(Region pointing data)
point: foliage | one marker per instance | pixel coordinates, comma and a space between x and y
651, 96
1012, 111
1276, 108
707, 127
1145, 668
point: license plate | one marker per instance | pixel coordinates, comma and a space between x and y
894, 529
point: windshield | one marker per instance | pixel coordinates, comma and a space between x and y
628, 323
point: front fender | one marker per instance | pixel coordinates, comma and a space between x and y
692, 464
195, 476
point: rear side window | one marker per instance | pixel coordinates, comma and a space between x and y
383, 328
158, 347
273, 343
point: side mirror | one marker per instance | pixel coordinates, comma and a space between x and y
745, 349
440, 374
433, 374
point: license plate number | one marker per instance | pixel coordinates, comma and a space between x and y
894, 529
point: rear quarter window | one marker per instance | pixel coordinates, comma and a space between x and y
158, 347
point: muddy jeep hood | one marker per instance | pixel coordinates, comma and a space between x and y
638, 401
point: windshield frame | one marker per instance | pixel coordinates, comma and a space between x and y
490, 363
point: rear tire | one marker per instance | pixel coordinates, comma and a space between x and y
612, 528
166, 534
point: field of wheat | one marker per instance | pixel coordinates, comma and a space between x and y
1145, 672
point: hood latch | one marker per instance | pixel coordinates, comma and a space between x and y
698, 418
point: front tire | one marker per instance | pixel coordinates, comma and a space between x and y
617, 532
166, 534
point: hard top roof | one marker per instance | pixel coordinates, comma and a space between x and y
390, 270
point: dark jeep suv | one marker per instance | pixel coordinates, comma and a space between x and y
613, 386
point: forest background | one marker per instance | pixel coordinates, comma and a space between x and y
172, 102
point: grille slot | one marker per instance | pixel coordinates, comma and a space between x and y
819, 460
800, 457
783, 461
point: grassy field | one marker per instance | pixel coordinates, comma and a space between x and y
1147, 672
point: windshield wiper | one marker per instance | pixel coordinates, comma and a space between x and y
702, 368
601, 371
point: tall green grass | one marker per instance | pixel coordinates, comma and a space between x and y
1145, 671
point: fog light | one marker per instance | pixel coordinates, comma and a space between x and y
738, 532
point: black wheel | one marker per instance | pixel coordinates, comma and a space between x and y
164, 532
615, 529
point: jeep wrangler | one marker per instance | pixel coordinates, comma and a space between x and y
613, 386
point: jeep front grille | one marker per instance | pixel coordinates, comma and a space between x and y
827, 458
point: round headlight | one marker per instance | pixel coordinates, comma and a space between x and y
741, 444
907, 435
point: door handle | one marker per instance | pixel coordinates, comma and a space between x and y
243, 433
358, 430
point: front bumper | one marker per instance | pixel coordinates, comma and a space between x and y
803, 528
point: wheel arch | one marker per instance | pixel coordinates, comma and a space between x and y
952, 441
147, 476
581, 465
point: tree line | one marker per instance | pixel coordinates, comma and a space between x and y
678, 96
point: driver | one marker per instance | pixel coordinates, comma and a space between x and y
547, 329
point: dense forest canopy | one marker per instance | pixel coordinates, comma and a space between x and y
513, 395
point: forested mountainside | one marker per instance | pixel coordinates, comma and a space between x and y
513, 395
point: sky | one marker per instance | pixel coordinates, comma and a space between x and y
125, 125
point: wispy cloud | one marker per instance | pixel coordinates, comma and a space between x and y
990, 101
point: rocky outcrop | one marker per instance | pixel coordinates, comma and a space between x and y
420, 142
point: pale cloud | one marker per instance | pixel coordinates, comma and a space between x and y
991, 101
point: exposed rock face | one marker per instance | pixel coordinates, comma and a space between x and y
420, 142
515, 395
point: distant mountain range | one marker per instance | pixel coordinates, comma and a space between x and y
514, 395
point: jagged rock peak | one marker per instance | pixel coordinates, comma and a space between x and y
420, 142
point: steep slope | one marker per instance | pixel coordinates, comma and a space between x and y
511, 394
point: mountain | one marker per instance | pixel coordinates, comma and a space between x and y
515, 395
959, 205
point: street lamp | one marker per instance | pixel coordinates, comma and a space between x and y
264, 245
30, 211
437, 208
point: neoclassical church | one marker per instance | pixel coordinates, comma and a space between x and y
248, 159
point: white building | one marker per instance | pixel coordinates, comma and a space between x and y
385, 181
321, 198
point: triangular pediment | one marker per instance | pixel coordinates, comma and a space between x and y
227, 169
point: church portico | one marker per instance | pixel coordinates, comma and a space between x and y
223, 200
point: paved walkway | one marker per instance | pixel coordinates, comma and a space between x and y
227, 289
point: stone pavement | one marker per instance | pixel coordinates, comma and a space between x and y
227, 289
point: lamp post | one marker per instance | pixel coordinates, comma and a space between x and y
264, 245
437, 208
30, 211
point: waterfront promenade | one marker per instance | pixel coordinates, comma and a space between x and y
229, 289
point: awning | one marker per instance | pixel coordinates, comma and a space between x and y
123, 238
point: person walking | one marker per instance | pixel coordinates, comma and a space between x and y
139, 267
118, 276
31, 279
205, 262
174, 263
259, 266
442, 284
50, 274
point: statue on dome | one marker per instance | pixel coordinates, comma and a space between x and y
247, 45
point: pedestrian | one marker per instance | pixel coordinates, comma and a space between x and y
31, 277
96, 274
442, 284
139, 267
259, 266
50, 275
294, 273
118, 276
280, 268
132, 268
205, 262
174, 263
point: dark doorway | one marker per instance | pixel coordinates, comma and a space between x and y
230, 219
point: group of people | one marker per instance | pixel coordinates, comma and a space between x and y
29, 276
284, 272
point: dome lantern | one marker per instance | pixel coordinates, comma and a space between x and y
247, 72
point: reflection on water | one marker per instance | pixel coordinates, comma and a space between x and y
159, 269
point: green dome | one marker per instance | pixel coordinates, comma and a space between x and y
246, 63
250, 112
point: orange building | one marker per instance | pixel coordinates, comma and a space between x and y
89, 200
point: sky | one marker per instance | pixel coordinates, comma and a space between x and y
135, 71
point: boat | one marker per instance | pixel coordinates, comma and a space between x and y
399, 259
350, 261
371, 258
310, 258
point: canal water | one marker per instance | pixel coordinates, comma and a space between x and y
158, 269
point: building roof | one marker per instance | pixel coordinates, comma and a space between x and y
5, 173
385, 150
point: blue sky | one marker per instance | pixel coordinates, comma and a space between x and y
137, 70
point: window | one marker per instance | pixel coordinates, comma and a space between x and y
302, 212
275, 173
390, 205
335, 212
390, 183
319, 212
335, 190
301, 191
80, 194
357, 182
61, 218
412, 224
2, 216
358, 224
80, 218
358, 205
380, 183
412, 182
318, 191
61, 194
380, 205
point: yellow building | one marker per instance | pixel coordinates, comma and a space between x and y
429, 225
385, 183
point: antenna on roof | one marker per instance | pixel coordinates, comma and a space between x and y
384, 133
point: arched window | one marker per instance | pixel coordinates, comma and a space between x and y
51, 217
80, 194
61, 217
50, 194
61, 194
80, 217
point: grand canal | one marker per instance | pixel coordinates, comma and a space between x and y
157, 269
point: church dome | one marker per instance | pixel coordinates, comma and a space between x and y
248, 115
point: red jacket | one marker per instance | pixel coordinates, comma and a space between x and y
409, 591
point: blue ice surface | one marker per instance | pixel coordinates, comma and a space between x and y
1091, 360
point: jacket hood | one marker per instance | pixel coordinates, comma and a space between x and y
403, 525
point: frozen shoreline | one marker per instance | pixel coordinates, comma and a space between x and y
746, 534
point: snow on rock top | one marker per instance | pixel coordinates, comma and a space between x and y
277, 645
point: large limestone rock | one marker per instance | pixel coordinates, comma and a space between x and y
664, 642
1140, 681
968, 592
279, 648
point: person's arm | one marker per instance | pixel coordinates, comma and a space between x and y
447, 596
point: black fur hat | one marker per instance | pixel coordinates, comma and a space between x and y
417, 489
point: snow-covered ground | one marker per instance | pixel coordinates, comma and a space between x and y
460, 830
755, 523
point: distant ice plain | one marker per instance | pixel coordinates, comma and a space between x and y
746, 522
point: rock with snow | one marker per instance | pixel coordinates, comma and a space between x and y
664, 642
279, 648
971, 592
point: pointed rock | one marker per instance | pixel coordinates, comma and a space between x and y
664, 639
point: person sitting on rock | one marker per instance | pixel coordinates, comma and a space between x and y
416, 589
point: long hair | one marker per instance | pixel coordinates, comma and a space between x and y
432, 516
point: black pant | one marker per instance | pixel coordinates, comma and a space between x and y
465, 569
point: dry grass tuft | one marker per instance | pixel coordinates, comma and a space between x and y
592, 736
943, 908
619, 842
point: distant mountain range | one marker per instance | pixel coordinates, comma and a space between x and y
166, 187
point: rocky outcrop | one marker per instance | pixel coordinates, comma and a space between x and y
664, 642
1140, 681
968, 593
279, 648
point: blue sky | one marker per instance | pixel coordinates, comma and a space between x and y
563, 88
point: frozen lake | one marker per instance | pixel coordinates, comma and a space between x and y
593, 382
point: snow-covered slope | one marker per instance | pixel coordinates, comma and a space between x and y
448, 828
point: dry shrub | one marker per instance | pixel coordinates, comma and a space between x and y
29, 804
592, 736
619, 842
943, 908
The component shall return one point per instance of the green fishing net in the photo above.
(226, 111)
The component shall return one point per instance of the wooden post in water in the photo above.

**TASK**:
Output the line containing "point: frozen lake" and every line after it through the final line of the records above, exactly as written and nothing else.

**SOLUTION TO THIS EXERCISE**:
point: frozen lake | one marker per instance | pixel coordinates, comma and a space between x and y
593, 382
point: snow-covered slope | one marker per instance | pixel coordinates, comma and a space between x and y
448, 828
point: dry shrub | one marker per instance | pixel coordinates, comma and a space between x and y
29, 804
592, 736
619, 842
943, 908
The component shall return one point per instance of the green fishing net in the photo above.
(226, 111)
The component shall return one point per instance of the wooden post in water in the photo above.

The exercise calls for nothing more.